(Data for this task):
________
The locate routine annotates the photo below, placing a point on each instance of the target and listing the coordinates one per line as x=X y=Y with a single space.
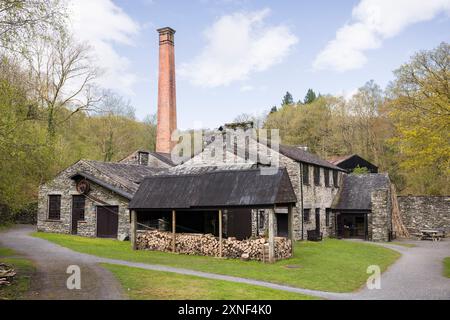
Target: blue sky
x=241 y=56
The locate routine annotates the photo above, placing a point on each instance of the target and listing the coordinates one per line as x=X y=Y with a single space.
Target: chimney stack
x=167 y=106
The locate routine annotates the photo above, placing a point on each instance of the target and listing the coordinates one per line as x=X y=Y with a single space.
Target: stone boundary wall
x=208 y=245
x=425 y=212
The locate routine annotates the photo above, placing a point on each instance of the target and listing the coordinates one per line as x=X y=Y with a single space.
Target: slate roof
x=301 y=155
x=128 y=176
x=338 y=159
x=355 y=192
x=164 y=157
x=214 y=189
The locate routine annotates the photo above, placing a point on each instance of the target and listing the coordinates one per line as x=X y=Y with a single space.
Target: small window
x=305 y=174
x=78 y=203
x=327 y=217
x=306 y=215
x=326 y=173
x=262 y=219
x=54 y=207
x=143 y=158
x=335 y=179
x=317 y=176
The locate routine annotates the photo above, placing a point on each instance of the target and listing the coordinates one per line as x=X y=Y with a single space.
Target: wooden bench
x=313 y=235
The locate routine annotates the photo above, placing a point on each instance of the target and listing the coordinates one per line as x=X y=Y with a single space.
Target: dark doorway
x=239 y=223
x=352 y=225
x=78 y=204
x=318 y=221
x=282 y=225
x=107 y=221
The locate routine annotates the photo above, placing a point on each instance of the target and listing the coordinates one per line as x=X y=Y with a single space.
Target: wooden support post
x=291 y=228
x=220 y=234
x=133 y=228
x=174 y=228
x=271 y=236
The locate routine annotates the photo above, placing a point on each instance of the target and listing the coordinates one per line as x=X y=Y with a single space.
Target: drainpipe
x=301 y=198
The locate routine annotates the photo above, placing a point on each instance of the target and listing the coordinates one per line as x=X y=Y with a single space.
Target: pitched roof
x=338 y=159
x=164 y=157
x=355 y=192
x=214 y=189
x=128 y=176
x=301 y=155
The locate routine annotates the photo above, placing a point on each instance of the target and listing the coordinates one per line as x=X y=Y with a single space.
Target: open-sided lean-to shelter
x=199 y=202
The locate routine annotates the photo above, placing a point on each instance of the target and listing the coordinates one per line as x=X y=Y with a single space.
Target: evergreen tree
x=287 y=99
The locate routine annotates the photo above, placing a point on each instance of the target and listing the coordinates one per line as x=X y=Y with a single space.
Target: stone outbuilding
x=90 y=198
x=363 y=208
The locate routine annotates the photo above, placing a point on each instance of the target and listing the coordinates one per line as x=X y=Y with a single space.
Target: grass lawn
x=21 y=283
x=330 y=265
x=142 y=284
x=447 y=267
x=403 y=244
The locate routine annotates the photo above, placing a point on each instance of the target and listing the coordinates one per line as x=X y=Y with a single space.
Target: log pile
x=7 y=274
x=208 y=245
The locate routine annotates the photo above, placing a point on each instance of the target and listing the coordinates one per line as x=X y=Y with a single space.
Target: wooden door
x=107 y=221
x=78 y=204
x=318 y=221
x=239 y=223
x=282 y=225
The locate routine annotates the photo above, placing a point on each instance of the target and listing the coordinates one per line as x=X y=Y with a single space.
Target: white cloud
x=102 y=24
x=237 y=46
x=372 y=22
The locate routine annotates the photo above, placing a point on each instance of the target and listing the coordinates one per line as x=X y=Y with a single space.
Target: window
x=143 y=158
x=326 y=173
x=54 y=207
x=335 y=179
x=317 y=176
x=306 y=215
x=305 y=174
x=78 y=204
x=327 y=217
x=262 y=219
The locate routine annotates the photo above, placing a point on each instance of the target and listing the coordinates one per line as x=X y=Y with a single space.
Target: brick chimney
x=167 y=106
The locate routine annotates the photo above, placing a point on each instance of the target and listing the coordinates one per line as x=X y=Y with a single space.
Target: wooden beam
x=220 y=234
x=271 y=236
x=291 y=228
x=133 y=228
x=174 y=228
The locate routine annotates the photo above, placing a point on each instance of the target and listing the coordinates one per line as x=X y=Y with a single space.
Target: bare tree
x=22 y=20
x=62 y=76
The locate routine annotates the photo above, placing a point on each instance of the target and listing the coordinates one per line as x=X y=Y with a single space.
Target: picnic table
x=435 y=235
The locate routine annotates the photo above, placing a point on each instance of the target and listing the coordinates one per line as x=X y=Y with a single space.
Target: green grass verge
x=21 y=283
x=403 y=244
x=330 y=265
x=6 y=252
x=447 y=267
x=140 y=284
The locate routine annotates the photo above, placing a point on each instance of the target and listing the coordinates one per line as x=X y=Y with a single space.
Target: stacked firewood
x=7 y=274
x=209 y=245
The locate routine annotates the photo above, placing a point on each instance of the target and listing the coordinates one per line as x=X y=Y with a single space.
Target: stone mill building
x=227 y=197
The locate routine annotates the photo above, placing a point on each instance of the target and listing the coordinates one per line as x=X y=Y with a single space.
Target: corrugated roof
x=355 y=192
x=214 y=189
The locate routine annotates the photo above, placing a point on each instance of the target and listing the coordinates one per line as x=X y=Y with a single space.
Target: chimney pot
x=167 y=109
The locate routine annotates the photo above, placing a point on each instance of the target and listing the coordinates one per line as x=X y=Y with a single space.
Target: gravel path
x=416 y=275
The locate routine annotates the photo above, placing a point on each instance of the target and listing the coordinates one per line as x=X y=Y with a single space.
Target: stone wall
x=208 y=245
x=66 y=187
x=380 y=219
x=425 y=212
________
(To be done): Pick out every line in the rows above that contains the word "stone", and copy each one.

(Output for this exercise):
Target: stone boundary wall
Target: stone outbuilding
Target: stone mill building
Target: stone wall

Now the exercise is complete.